What you are asked to do: Please copy the entries below word for word, starting at the line containing "Guideline: for every instance of the sun, the" and ending at the line containing "<point>732,528</point>", with both of those lines included.

Stored records:
+++

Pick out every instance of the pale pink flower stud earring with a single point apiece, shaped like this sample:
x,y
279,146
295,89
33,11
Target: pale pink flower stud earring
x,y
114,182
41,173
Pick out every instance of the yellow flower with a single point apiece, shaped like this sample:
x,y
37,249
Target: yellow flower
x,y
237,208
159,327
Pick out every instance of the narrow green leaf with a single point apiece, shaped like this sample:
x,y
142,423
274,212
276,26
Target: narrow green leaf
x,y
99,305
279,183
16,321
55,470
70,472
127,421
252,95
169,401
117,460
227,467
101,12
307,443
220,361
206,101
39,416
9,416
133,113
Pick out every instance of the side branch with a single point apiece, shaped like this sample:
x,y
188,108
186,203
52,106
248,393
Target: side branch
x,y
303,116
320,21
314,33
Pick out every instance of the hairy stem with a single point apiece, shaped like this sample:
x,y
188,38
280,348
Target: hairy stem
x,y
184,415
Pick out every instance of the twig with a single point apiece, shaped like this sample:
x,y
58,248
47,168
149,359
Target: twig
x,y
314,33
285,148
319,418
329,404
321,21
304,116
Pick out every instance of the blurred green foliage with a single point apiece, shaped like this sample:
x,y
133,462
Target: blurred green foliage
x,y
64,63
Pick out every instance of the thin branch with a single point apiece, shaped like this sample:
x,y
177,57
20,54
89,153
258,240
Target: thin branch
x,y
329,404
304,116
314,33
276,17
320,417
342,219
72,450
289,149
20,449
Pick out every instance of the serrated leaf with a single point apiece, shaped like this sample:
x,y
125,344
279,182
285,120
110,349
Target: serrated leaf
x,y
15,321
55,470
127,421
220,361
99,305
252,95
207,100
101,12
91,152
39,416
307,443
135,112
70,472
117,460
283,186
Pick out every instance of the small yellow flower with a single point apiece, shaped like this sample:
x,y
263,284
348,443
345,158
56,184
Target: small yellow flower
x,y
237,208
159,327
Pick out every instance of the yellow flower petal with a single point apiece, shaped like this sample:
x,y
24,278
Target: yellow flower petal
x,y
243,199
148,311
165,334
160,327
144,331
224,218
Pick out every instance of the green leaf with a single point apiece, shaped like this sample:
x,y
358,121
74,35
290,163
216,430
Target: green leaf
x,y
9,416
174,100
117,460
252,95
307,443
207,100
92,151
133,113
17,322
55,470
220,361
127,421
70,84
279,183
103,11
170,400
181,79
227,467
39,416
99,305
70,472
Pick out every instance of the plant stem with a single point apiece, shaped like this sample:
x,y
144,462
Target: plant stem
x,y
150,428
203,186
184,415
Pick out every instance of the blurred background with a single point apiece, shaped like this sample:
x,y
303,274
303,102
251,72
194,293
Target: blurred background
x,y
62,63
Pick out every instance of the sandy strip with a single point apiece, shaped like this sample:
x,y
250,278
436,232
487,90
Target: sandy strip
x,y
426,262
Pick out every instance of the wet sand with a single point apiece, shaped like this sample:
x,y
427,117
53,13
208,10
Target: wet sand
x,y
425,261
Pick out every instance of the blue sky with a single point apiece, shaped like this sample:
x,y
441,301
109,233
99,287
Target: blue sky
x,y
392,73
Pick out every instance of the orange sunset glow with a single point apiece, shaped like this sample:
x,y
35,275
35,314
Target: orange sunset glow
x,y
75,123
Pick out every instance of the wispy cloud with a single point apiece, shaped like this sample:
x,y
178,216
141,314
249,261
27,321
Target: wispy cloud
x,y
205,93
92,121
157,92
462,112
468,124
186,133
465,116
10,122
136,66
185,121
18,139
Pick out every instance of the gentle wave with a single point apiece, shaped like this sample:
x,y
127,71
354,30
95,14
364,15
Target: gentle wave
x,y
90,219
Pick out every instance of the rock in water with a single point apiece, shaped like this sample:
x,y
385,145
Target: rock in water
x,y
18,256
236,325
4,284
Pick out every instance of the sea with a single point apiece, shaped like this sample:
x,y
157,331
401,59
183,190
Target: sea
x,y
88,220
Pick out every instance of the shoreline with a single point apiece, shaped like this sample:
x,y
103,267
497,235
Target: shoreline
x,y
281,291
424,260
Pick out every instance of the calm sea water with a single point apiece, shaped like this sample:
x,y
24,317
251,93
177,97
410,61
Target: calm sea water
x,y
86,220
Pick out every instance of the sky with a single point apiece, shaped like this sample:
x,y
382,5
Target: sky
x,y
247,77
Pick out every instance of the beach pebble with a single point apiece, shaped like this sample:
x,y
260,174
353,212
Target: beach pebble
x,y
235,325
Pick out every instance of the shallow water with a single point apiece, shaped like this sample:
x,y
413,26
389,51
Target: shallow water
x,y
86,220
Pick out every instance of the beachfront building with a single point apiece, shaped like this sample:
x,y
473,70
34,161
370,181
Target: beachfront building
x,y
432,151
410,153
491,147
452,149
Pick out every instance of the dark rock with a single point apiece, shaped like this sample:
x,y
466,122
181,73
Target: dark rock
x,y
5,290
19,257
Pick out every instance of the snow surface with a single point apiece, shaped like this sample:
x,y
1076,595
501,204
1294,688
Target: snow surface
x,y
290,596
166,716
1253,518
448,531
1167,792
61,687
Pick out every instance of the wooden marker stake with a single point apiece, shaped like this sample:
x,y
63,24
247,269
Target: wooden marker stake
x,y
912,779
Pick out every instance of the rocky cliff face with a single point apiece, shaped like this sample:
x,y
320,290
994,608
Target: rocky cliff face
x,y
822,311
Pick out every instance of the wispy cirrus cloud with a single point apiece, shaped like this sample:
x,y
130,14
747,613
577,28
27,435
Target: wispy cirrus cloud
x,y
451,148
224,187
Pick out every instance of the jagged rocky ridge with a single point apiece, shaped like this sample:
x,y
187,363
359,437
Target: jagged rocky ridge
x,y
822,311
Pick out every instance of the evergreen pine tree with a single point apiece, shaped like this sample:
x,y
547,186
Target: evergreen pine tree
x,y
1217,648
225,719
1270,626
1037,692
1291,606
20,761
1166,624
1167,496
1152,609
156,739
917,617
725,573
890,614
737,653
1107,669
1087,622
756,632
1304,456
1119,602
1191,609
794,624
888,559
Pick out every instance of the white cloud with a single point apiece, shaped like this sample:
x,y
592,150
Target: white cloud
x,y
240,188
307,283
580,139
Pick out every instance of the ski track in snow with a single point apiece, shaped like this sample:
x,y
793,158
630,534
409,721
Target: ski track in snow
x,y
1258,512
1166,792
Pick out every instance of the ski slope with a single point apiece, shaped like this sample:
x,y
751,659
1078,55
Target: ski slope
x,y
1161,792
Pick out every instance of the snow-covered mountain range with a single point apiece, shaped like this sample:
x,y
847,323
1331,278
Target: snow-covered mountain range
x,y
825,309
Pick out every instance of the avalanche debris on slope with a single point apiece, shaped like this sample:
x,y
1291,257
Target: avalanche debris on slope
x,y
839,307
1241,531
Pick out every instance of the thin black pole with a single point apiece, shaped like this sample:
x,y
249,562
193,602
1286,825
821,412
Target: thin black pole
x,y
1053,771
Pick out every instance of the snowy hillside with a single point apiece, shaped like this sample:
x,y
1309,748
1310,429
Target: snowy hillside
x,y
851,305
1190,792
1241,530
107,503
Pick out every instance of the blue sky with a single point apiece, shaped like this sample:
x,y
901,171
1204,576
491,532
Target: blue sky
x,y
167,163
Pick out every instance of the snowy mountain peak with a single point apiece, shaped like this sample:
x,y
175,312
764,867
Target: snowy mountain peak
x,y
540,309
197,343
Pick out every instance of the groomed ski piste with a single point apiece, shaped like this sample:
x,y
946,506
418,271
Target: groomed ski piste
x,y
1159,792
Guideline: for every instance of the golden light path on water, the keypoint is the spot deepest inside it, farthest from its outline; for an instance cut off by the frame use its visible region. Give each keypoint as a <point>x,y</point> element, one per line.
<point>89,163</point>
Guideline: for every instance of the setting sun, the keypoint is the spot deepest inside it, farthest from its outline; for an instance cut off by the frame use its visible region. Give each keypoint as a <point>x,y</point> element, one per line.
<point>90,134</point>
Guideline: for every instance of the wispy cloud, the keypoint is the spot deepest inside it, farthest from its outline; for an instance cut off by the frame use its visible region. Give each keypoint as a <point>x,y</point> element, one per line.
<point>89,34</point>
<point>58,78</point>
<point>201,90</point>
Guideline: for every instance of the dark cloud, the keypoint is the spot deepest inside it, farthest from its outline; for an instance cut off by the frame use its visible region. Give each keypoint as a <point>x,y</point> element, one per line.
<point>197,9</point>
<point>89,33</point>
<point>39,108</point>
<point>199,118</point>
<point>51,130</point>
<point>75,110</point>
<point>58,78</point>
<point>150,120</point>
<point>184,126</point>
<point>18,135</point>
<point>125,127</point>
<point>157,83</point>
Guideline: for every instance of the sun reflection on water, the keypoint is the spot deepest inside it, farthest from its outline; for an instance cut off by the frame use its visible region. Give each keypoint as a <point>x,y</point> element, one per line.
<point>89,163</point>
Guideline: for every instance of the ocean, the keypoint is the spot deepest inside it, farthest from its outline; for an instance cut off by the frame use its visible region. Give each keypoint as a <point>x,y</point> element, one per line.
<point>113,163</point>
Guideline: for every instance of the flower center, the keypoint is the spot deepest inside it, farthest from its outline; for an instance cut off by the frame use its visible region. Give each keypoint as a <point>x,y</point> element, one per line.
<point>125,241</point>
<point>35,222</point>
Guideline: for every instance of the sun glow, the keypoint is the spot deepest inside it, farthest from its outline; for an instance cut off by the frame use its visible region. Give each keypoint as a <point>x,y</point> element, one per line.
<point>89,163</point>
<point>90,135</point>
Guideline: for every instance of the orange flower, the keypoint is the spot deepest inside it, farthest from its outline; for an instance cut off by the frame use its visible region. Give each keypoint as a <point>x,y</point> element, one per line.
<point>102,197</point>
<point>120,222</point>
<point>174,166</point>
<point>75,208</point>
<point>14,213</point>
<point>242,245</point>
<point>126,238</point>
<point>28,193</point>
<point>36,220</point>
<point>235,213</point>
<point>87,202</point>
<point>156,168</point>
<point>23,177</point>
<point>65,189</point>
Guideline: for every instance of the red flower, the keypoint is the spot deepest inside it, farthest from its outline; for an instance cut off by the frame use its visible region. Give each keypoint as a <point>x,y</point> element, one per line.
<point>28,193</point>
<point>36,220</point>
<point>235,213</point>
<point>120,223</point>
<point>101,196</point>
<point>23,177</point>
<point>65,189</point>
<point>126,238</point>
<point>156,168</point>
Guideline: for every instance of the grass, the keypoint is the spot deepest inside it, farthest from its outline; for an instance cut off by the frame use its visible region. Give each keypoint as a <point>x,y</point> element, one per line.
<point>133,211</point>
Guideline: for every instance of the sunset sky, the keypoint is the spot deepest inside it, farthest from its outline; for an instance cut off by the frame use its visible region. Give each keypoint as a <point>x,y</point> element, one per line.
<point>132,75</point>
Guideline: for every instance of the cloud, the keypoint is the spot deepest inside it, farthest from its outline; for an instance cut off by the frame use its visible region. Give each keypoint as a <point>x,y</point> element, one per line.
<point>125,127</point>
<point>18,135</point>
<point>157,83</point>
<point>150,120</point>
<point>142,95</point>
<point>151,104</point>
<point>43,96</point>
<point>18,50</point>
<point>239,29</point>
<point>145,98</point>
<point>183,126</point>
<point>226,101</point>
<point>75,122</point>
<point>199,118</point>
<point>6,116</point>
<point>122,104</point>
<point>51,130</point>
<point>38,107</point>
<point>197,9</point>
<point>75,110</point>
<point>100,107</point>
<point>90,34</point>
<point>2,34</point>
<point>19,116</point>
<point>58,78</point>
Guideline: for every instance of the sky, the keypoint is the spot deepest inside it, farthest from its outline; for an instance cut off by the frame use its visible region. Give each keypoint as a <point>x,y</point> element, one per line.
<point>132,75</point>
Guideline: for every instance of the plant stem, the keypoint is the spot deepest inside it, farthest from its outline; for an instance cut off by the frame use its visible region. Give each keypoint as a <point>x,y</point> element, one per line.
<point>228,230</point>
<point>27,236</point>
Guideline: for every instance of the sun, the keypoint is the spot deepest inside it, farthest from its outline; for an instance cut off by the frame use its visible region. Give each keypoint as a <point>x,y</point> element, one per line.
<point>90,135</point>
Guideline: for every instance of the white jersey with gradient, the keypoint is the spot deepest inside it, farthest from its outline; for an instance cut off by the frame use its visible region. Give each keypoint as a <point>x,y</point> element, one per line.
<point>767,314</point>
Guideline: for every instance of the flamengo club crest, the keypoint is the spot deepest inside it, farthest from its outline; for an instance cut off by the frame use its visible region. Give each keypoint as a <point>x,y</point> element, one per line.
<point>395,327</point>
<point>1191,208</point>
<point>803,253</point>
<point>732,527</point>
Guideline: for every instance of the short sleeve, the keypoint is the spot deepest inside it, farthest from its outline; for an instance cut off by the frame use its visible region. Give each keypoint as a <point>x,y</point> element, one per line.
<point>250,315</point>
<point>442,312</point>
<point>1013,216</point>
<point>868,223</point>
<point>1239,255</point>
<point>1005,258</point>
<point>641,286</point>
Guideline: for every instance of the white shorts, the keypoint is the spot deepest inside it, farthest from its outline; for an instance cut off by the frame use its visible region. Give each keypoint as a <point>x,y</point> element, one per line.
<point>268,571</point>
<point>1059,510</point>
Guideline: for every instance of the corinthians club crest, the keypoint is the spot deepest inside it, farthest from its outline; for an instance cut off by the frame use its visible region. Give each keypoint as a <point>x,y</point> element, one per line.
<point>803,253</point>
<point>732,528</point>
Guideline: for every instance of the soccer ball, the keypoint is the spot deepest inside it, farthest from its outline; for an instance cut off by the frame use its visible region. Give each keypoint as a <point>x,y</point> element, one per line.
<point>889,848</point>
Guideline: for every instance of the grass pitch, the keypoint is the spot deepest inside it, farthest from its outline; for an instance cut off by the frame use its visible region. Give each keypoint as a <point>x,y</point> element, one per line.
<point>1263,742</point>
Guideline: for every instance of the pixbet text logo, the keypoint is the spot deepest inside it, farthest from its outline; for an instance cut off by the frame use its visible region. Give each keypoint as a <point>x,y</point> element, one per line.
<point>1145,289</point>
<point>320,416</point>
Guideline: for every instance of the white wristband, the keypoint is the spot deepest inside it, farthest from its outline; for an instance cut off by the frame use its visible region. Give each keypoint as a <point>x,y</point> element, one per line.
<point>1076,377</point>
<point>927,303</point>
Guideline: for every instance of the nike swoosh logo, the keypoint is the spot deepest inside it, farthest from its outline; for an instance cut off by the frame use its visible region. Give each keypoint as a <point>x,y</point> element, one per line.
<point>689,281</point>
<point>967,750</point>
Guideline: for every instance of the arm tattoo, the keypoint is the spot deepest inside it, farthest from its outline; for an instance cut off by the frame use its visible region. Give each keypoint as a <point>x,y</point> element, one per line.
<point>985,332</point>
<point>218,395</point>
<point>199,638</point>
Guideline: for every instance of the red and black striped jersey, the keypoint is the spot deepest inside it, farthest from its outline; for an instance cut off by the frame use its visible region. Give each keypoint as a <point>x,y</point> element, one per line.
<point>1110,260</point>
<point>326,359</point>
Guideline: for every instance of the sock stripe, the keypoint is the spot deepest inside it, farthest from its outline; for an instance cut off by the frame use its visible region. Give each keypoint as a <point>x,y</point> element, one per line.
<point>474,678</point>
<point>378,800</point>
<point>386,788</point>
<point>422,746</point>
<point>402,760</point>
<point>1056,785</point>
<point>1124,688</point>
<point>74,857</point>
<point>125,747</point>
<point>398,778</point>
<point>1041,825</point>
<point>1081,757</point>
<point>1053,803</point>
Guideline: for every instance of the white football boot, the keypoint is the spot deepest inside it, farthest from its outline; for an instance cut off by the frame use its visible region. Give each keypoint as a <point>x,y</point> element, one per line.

+++

Response to the task:
Guideline: for every instance of the sun, the keypoint is the spot deepest inside it, farthest from its outline; for an instance cut off by the frame use its visible region. Give each keypoint as a <point>x,y</point> element, one per line.
<point>90,135</point>
Guideline: for every instance of the white jersey with gradient, the keypoint is the spot deepest inside it, farthest from its outline; for an instance cut off by the frame use its visible region. Give each keypoint as a <point>x,y</point> element, one per line.
<point>767,314</point>
Guideline: for every instance of the flamengo club crest, the keypoint is the spot deepest inside it, farthest from its outline; for an instance cut off by the frame use its visible region. Give each keypoint as a <point>x,y</point> element, one per line.
<point>395,327</point>
<point>1191,208</point>
<point>803,253</point>
<point>732,527</point>
Guideline: for every instance of the short sleeve, the keypoint is the spot deepest inside it, farthest from its outline; for an instance cut off by the frame use its visible region. Give each keypoint as a <point>x,y</point> element, one per line.
<point>250,315</point>
<point>442,312</point>
<point>1013,216</point>
<point>868,223</point>
<point>1239,255</point>
<point>1005,258</point>
<point>641,286</point>
Guideline: for every instance of the white shorts, the keypoint is the spot deepest inside it, farthest from its outline; for an instance cut off by the frame use its visible region. Give each keypoint as a <point>x,y</point> element, one per line.
<point>268,571</point>
<point>1059,510</point>
Guideline: for every instance of the corinthians club crest, the keypoint is the spot deepest inside it, farthest from its outline; for an instance cut off by the frame use its visible region. Give each keypoint as a <point>x,y</point> element, one per line.
<point>803,253</point>
<point>732,528</point>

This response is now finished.